SET EXERCISE: Treat the line containing "Target: white baseboard" as the first line and the final line of the material below as the last; reproduce that range exactly.

Location identification entries:
....

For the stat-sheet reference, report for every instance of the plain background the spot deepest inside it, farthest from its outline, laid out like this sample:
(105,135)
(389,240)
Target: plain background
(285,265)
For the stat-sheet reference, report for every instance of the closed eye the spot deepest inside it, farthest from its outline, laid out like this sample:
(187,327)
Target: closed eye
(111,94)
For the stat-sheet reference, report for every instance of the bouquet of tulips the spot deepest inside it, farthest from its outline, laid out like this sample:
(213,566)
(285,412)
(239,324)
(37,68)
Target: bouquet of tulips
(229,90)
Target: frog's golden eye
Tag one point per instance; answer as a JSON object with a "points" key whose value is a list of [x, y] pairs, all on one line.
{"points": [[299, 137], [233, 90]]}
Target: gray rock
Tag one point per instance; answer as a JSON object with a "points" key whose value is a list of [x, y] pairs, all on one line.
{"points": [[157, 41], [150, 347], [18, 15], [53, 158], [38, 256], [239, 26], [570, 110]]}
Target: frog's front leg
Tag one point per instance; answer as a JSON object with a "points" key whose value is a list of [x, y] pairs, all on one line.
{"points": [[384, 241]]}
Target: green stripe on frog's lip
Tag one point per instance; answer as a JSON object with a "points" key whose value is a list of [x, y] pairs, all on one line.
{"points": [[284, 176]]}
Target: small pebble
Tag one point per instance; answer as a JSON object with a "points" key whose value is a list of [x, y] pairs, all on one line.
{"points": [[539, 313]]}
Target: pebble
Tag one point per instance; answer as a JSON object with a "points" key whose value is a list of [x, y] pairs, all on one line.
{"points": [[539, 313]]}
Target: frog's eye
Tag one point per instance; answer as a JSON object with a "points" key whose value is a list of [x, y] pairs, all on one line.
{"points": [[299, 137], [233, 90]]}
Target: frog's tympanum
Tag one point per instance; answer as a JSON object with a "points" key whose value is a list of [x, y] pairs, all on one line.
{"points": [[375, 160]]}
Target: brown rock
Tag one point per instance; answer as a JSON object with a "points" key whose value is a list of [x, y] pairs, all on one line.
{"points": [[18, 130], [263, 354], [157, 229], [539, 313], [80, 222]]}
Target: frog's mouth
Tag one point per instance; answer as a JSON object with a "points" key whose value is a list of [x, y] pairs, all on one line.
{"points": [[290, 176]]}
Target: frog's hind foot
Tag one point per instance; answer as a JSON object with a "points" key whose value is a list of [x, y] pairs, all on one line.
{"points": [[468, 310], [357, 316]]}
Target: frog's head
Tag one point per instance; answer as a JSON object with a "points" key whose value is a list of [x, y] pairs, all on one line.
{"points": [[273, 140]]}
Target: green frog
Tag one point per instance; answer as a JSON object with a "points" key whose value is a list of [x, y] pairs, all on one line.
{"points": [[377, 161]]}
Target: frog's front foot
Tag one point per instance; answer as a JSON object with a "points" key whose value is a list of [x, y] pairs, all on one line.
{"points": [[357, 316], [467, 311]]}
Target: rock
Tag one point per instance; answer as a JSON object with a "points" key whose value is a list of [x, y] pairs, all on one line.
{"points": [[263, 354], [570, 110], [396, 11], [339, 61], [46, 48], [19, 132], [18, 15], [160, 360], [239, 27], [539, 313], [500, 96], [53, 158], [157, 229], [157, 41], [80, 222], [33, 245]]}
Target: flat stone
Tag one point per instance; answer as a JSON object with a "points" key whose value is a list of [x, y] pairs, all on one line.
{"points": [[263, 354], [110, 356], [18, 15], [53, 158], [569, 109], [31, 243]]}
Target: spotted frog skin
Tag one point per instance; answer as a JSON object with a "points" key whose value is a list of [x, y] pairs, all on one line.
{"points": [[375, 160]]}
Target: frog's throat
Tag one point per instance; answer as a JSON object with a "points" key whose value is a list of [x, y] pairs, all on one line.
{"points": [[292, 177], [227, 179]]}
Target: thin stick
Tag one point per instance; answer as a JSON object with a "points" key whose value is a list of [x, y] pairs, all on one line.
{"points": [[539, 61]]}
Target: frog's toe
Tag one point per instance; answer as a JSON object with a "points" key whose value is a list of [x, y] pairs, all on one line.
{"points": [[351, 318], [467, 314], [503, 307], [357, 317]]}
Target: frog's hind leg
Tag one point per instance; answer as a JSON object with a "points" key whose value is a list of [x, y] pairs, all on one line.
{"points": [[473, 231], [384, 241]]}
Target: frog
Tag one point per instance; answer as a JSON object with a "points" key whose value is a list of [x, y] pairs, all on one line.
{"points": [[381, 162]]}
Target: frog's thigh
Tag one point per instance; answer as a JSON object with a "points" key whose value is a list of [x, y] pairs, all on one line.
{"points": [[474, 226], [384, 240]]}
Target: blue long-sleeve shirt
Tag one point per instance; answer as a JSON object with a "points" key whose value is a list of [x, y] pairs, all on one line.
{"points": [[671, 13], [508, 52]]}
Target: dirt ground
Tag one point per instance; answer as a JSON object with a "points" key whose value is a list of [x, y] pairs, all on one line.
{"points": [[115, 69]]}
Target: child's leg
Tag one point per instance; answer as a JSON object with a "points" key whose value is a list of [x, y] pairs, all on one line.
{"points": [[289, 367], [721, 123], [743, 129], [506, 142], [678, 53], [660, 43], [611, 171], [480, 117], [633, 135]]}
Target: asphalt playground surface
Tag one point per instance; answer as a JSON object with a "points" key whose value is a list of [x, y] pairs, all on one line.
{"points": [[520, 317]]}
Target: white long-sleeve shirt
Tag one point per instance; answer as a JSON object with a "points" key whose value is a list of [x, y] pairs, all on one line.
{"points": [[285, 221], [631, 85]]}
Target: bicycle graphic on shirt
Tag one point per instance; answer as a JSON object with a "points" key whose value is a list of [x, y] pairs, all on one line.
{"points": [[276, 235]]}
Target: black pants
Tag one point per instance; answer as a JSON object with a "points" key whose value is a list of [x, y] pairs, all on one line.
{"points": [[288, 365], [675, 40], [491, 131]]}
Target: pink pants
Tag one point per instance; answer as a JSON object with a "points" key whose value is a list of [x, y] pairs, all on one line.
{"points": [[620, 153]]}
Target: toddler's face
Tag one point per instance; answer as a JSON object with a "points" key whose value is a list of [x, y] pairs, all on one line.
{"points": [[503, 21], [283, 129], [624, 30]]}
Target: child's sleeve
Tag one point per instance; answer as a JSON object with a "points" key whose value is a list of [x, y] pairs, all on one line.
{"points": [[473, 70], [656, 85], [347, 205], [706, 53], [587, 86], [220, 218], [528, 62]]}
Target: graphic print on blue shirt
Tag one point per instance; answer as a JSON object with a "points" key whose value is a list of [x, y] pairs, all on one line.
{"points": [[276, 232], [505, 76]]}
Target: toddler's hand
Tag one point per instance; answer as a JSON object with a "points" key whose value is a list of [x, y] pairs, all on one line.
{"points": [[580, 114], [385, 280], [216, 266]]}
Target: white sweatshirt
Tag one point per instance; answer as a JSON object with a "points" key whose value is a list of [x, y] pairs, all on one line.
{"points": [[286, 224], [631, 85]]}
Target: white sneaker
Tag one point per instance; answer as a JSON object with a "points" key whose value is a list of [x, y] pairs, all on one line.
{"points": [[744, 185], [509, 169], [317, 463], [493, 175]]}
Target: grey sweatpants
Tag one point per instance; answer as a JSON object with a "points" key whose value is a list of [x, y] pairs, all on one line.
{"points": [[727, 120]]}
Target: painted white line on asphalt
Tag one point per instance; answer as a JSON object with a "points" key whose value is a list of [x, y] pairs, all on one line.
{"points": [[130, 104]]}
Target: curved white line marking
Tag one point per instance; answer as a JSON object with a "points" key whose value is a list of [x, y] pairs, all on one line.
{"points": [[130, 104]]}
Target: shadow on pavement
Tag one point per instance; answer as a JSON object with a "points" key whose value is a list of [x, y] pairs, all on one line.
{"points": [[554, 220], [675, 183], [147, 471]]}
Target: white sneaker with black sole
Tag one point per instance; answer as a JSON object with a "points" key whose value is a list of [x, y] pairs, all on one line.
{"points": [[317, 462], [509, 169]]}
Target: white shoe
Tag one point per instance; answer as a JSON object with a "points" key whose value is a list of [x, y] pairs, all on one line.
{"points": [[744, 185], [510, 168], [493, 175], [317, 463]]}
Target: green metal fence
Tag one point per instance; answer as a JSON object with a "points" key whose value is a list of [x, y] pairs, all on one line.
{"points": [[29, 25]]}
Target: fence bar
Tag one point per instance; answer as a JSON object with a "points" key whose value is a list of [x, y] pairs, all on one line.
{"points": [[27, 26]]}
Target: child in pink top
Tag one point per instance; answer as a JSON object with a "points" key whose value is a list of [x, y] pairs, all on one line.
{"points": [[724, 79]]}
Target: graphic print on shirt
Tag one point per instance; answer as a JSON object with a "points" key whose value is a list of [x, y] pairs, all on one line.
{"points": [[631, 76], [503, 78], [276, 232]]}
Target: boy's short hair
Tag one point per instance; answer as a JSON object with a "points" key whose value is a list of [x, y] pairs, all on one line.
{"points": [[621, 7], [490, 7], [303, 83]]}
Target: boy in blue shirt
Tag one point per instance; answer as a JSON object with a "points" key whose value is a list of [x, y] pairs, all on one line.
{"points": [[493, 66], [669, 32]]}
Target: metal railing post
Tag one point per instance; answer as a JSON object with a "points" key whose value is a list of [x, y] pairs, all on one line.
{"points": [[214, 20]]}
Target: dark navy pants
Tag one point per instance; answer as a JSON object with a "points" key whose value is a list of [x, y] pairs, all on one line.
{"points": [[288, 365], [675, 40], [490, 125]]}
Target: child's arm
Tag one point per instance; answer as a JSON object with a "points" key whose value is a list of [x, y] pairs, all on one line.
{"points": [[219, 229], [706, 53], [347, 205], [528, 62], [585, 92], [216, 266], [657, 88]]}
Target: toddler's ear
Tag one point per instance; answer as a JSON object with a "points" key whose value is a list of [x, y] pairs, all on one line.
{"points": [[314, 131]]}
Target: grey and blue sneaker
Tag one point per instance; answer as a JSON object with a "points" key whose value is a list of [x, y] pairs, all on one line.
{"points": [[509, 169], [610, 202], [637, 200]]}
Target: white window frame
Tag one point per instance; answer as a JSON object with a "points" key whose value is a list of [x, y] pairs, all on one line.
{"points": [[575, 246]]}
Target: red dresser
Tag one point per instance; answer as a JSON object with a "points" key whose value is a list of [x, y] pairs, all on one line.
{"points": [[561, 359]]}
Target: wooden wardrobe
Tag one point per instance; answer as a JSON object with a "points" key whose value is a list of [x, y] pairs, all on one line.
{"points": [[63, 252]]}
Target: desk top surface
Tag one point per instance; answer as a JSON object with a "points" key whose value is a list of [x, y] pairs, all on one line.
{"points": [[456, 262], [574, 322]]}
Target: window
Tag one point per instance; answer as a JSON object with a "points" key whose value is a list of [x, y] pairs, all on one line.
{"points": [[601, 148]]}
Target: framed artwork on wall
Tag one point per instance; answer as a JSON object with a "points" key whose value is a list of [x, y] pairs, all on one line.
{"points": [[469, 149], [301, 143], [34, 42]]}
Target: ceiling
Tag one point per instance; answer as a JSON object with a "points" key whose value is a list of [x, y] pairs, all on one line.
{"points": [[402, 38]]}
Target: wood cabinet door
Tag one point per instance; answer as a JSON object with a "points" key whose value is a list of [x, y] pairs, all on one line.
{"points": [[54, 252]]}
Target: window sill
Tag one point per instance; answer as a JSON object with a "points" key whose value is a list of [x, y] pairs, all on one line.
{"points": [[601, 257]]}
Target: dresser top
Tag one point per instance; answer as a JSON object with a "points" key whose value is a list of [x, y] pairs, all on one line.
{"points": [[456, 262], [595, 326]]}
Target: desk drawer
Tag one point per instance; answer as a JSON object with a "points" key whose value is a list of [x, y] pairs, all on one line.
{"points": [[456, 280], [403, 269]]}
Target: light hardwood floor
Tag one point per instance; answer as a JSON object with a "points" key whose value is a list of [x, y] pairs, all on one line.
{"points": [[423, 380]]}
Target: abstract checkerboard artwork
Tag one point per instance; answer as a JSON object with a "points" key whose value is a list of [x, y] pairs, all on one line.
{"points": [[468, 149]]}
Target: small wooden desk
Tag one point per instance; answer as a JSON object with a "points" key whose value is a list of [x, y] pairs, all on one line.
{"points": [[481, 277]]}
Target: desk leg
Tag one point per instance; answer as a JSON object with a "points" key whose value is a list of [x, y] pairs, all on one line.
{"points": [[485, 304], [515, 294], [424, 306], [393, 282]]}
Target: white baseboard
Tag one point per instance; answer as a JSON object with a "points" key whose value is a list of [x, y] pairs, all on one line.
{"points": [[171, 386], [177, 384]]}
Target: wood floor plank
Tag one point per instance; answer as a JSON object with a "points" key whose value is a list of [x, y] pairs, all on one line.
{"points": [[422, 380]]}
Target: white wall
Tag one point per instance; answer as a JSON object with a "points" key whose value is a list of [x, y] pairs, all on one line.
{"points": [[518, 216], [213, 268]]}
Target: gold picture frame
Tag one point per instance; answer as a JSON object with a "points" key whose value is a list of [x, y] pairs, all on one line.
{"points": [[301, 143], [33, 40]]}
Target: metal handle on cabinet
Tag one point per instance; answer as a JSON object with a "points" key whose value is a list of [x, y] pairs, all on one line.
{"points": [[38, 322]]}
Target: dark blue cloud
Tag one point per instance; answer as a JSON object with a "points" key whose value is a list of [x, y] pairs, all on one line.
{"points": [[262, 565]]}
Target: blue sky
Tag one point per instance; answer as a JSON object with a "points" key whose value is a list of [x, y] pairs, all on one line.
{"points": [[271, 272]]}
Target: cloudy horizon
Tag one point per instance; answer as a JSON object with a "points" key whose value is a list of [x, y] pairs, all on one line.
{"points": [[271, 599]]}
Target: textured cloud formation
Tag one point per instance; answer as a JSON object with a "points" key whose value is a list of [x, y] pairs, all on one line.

....

OUTPUT FOR THIS TASK:
Target: white baseboard
Tag one point per instance; answer as a JSON object with a "points" key whose value is a list of [x, y] pairs, all on one line.
{"points": [[171, 386], [177, 384]]}
Target: wood floor plank
Tag one point per instance; answer as a JSON object with a "points" key whose value is a list of [x, y] pairs, all on one line.
{"points": [[422, 380]]}
Target: white wall
Tag one point per instance; answer as a JSON object with a "points" key whose value is a list of [x, y] pairs, all on one line.
{"points": [[518, 216], [213, 268]]}
Target: gold picture frame
Tag one point per instance; answer as a JSON object with a "points" key whose value is a list of [x, y] pairs, all on one line.
{"points": [[301, 143], [33, 40]]}
Target: metal handle on cabinet
Tag one point per instance; answer as a JSON object with a "points" key whose value is a list of [x, y] pairs, all on one line.
{"points": [[38, 322]]}
Target: dark blue cloud
Tag one point per instance; answer as a JSON object with a "points" key whose value is a list of [x, y] pairs, all on one line.
{"points": [[262, 565]]}
Target: blue sky
Tag one point per instance; answer as a JSON object with a "points" key whose value is a list of [x, y] pairs, all on one line.
{"points": [[271, 272]]}
Target: cloudy horizon
Tag one point per instance; answer as a JSON object with a "points" key whose value is a list of [x, y] pairs, all on one line.
{"points": [[271, 599]]}
Target: textured cloud formation
Tag one point per instance; answer as a JSON object with a "points" key whose value is a list of [x, y] pairs, all on one line.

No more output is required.